> [Selected passage]:
-- START --

Utilizing the MMID sensor platform at this stage also has the advantage of being non-intrusive: if the system detects a mismatch, the error can be addressed. If there is no mismatch, the process doesn’t disrupt the line.

Looking ahead

Meanwhile, cameras are continually adding to the library of images with each item that rolls by.

“This is all the data we use later on to improve the system,” says Anton Milan, an Amazon senior applied scientist who was the science lead on the project for much of the first two years. “We get the data for free, and we don’t interrupt any processes.”

The science behind Amazon Prime

Amazon’s scientists have developed a variety of scientific models to help customers get the most out of their membership.

That learning process is essential. For example, the initial launch of MMID encountered an unexpected challenge owing, in part, to a Prime Day promotion. Several hundred Echo Dots were leaving the fulfillment center each hour, and they came in two colors: grey and blue. The algorithm couldn’t tell them apart.

“Aside from the barcode we couldn’t see, the packaging was nearly identical,” says Morrison. “There was a tiny image of a blue or grey dot, and our system got confused.”

-- END --

> [Recorded information]:
-- START --

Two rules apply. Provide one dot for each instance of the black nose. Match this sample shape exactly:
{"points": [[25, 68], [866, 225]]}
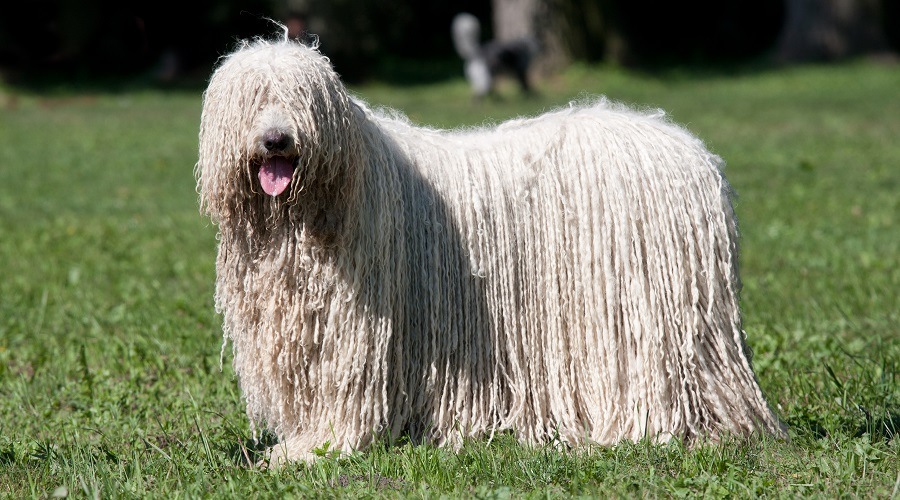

-- END --

> [Tasks to complete]:
1. Reproduce the MMID passage word for word, from "The science behind" to "tell them apart.".
2. Answer these questions using the MMID passage:
(a) What happens to the line when the system finds no mismatch?
(b) Who was the science lead on the project for much of the first two years?
(c) In which two colors did the Echo Dots come?

> [Final results]:
1.
The science behind Amazon Prime

Amazon’s scientists have developed a variety of scientific models to help customers get the most out of their membership.

That learning process is essential. For example, the initial launch of MMID encountered an unexpected challenge owing, in part, to a Prime Day promotion. Several hundred Echo Dots were leaving the fulfillment center each hour, and they came in two colors: grey and blue. The algorithm couldn’t tell them apart.

2.
(a) The process doesn't disrupt the line.
(b) Anton Milan, an Amazon senior applied scientist.
(c) Grey and blue.